▶ **Exercise goal**: Copy out the lines below word for word, all of them, leaving out the pictures.

▶ **Supplied material**:
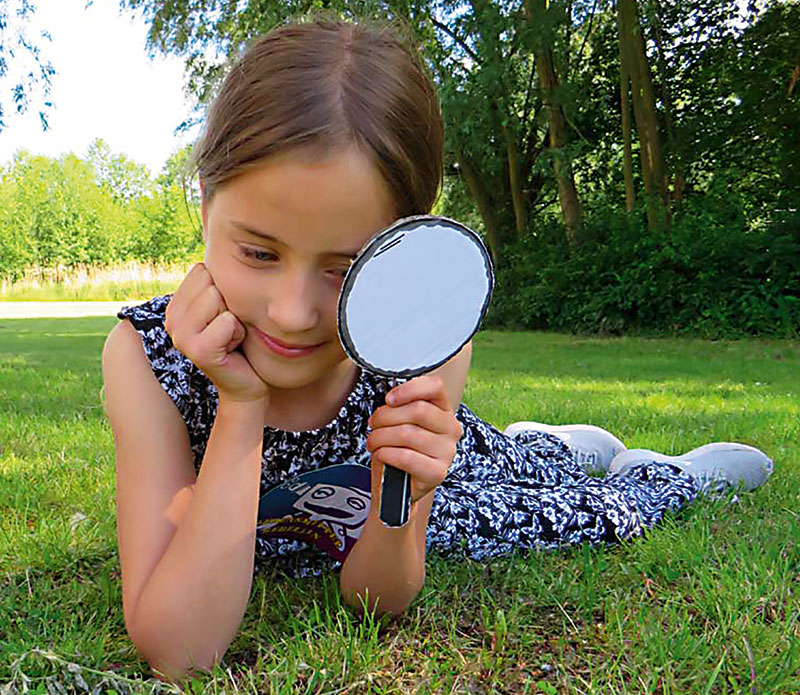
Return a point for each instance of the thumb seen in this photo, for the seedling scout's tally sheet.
(238, 333)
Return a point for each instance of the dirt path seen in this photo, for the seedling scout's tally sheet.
(39, 310)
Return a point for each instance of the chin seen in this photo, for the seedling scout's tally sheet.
(288, 375)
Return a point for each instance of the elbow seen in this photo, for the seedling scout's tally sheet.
(167, 664)
(364, 602)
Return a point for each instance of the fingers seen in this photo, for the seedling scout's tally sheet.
(417, 433)
(221, 337)
(425, 414)
(196, 281)
(414, 438)
(425, 388)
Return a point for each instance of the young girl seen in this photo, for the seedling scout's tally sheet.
(321, 135)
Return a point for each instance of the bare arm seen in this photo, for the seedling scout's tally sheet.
(186, 543)
(385, 570)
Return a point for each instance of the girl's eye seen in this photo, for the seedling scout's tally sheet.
(259, 255)
(338, 273)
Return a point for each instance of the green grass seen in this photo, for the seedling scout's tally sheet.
(706, 603)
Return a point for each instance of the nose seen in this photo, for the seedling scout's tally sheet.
(293, 306)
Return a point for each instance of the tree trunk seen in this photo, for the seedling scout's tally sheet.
(644, 111)
(567, 193)
(515, 181)
(678, 177)
(481, 198)
(548, 82)
(627, 160)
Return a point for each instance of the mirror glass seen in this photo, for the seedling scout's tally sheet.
(414, 296)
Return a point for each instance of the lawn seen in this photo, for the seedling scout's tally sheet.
(706, 603)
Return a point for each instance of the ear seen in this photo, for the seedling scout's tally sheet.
(204, 211)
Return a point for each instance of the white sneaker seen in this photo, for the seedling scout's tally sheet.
(592, 447)
(721, 462)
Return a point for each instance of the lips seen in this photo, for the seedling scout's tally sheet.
(286, 349)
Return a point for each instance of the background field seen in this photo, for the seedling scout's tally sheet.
(707, 603)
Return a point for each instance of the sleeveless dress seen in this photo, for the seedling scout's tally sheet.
(501, 493)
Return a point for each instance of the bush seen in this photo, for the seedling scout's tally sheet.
(712, 274)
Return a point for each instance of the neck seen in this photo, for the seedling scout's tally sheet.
(312, 406)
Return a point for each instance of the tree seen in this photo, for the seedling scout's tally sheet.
(22, 62)
(635, 69)
(483, 63)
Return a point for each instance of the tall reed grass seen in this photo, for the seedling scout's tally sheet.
(121, 281)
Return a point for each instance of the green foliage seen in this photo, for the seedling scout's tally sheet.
(56, 214)
(25, 72)
(712, 274)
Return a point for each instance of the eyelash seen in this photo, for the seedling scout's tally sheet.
(254, 254)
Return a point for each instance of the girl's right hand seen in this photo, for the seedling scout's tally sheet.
(201, 327)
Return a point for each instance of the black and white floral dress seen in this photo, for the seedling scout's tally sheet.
(500, 494)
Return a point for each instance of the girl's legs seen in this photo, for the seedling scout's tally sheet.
(545, 501)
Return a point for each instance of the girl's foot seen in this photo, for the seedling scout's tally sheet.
(592, 447)
(721, 462)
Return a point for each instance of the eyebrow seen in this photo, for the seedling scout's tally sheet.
(268, 237)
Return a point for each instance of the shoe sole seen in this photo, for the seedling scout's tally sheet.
(743, 465)
(590, 460)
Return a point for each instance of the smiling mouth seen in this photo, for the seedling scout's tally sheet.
(286, 349)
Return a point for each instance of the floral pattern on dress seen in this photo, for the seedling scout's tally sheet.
(501, 494)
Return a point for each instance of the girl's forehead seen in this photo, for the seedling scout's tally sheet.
(333, 203)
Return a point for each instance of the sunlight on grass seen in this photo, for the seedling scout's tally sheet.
(705, 600)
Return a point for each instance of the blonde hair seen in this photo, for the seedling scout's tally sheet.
(328, 85)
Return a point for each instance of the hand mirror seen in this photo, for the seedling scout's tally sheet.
(413, 297)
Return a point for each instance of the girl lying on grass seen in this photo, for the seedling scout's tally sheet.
(323, 134)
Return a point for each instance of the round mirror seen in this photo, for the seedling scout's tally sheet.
(413, 297)
(415, 294)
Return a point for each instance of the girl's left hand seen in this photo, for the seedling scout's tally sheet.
(417, 432)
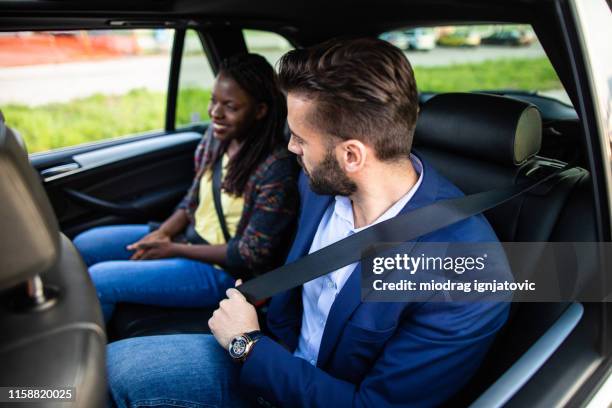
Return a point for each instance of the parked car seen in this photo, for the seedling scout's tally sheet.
(550, 354)
(421, 39)
(511, 37)
(460, 39)
(397, 38)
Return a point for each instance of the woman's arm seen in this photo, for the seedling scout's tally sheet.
(175, 223)
(216, 254)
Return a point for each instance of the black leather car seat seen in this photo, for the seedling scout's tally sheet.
(51, 331)
(483, 142)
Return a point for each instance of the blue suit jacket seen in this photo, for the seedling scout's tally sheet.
(375, 354)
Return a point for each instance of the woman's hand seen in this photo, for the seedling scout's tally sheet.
(156, 250)
(157, 236)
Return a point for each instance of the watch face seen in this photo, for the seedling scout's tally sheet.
(238, 346)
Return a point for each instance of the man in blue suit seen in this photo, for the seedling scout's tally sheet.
(352, 109)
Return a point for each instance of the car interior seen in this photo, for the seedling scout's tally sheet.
(51, 326)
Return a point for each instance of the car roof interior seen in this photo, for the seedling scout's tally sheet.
(566, 209)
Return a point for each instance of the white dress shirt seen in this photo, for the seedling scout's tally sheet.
(319, 294)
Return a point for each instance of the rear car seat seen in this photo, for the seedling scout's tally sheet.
(482, 142)
(51, 325)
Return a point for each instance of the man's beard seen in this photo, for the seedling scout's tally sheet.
(328, 178)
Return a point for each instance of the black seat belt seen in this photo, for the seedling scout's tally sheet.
(216, 187)
(400, 229)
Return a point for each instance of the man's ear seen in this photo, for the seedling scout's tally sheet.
(353, 155)
(262, 110)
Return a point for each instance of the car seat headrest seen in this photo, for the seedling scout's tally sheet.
(30, 245)
(486, 127)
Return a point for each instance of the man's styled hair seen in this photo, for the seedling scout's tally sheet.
(364, 89)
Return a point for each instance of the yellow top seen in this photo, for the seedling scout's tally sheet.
(206, 220)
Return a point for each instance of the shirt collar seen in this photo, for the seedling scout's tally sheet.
(343, 207)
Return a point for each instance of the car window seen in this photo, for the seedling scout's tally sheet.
(478, 58)
(196, 78)
(271, 45)
(70, 87)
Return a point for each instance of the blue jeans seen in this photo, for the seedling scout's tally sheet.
(184, 370)
(173, 282)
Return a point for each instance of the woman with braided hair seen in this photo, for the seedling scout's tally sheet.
(192, 258)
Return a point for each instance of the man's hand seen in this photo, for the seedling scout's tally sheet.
(155, 236)
(233, 317)
(156, 250)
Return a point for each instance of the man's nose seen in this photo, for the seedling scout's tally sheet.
(293, 147)
(216, 112)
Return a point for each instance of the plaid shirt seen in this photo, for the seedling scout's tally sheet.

▶ **Exercise answer**:
Return a point for each instance of the thumb seen in this photo, for the seedling scout's tally sheet.
(238, 333)
Return a point for each instance of the dirt path seen in this photo, for the seedling scout's tally sheet.
(39, 310)
Return a point for each instance of the chin seen in this photo, for the seedling scout's tally sheet.
(288, 375)
Return a point for each instance of the elbow seen in this photo, for the seedling scout's tally sheet.
(167, 664)
(364, 602)
Return a point for each instance of the fingers seen in this photo, for the seedling scout's tally sheet.
(417, 433)
(221, 337)
(425, 414)
(196, 281)
(414, 438)
(425, 388)
Return a point for each instance of the young girl seen in this photo, for the seedling scout's tally sheet.
(321, 135)
Return a point for each instance of the bare arm seen in this photo, for the seedling scout's tally sheet.
(186, 543)
(385, 570)
Return a point for each instance of the girl's eye seen in this photo, for the seedling scout's tally sheet.
(259, 255)
(338, 273)
Return a point for each instance of the green grass seen in this photo, for the seedling scout's tally sheet.
(706, 603)
Return a point for each instance of the nose seen in this photo, for the seedling scout's tally sheet.
(293, 306)
Return a point for each instance of the tree trunk seen in this photo, for the seedling scout's tally sheet.
(644, 111)
(567, 193)
(515, 181)
(678, 177)
(481, 198)
(548, 82)
(627, 160)
Return a point for each instance of the mirror glass seen in this photo, for the seedling scout's tally sheet.
(414, 296)
Return a point for each instance of the lawn seen in this photo, for the seedling scout's tally sheet.
(706, 603)
Return a point for each instance of the ear seen in this photo, for the seedling scout's tally sheet.
(204, 211)
Return a point for each instance of the white sneaker seen in this photo, for the seedling scout's tally sheet.
(592, 447)
(721, 462)
Return a point for each instance of the lips seen in this photo, for the seedling scout's tally sheet.
(286, 349)
Return a point for each instance of the background field seen in this photo, for the seedling scout's tally sheet.
(707, 603)
Return a point for each instance of the sleeveless dress seen in this photo, for the seedling scout's tally sheet.
(501, 493)
Return a point for each instance of the bush seen in this photo, for the seedling scout's tally sheet.
(712, 274)
Return a point for each instance of the neck seen in this photo, for the seedling scout's tally sheet.
(312, 406)
Return a point for each instance of the tree seen in this photo, for the seedling scout's tally sheet.
(22, 62)
(635, 69)
(483, 63)
Return a point for each instance of the tall reed grass seen in this photo, for the seedling scout's tally sheet.
(121, 281)
Return a point for each instance of the green foliage seen in this photo, for the seedling scout's tally sheet.
(56, 214)
(25, 72)
(712, 274)
Return a point for each instance of the eyelash seen in this photo, for the seedling scout's tally sheet.
(254, 254)
Return a point for each instance of the girl's right hand seen in this photo, for the seedling scout's tally sheet.
(201, 327)
Return a point for each instance of the black and white floral dress seen in this photo, for the seedling scout's tally sheet.
(500, 494)
Return a point for each instance of the girl's legs seen in this photo, for the seedling scout's tally sheet.
(545, 501)
Return a point for each instance of the girl's foot seen in this photo, for the seedling scout's tally sheet.
(592, 447)
(721, 462)
Return a point for each instance of the eyebrow seen in this photo, for the seedling scout's tally sheet.
(268, 237)
Return a point for each instance of the shoe sole seen in this photo, for the seedling scout's tally sheet.
(743, 465)
(590, 460)
Return a point for each instance of the smiling mouth seen in this photo, for the seedling scout's tally sheet.
(286, 349)
Return a point for each instance of the floral pattern on dress seen in this photo, for the seedling scout's tally sheet.
(501, 494)
Return a point for each instance of the girl's forehead seen in this photo, for the seedling scout's tally sheet.
(333, 203)
Return a point for each instance of the sunlight on grass seen in this photo, for the seedling scout's tally sheet.
(705, 600)
Return a point for each instance of the blonde hair seen in this photo, for the seedling scout's tally sheet.
(328, 85)
Return a point for each instance of the hand mirror seen in this photo, for the seedling scout's tally sheet.
(413, 297)
Return a point for each instance of the girl lying on grass seen in this photo, for the seedling scout's tally sheet.
(323, 134)
Return a point for each instance of the round mirror seen in this photo, for the seedling scout's tally sheet.
(413, 297)
(415, 294)
Return a point for each instance of the girl's left hand seen in this photo, for the seedling scout's tally sheet.
(417, 432)
Return a point for each instance of the parked car seen in this photo, for the seedling scout's tally sheet.
(550, 354)
(421, 39)
(511, 37)
(460, 39)
(397, 38)
Return a point for each instance of the woman's arm seen in this photo, for the seedling scout's tally sheet.
(175, 223)
(216, 254)
Return a point for each instance of the black leather car seat seen in this photo, for the seedling scout's tally sheet.
(51, 331)
(483, 142)
Return a point for each instance of the blue suit jacket seen in this photo, for the seedling scout's tally sheet.
(375, 354)
Return a point for each instance of the woman's hand seen in this photo, for the seedling scout's tally sheet.
(156, 250)
(157, 236)
Return a point for each instance of the watch face seen in this photo, for the seedling scout's tally sheet.
(238, 346)
Return a point for each instance of the man in blue suit seen in this photo, for the seedling scout's tally sheet.
(352, 109)
Return a point for each instance of the car interior seen in this photo, for the seedling scout's tally sheet.
(51, 326)
Return a point for each instance of the car roof interior seen in this photo, for the seedling scout's tally sheet.
(566, 209)
Return a point for each instance of the white dress shirt seen in this photo, for the seedling scout's tally sheet.
(319, 294)
Return a point for each instance of the rear car seat seen in this photo, for the seedling scout's tally sheet.
(482, 142)
(51, 325)
Return a point for each instance of the man's beard seen in this photo, for the seedling scout's tally sheet.
(328, 178)
Return a point for each instance of the black seat belt seen in this photo, for the seedling scout's tally sheet.
(216, 187)
(400, 229)
Return a point for each instance of the man's ear seen in this photo, for the seedling scout's tally sheet.
(353, 155)
(262, 110)
Return a point for each instance of the car seat headrest seen in this photo, for the seedling scout's tally sheet.
(30, 245)
(486, 127)
Return a point for each instance of the man's styled hair seen in this photo, for the seedling scout's tally sheet.
(364, 89)
Return a point for each instance of the yellow top seen in this photo, for the seedling scout's tally sheet.
(206, 220)
Return a point for each instance of the shirt collar seen in this photo, for the seedling scout's tally sheet.
(343, 207)
Return a point for each instance of the car window seen in this photo, for the seedling scout's tally sheet.
(478, 58)
(196, 78)
(271, 45)
(70, 87)
Return a point for each instance of the blue jeans seen in this photo, for the seedling scout's tally sheet.
(184, 370)
(173, 282)
Return a point for each instance of the woman with braided hair seen in this photo, for the seedling scout's tally sheet.
(192, 258)
Return a point for each instance of the man's hand seen in this photo, for the seedling scout's tally sheet.
(155, 236)
(233, 317)
(156, 250)
Return a point for each instance of the man's nose seen in this photo, for the seedling scout's tally sheet.
(293, 147)
(216, 112)
Return a point for each instance of the plaid shirt seen in this photo, for the seedling scout's tally sheet.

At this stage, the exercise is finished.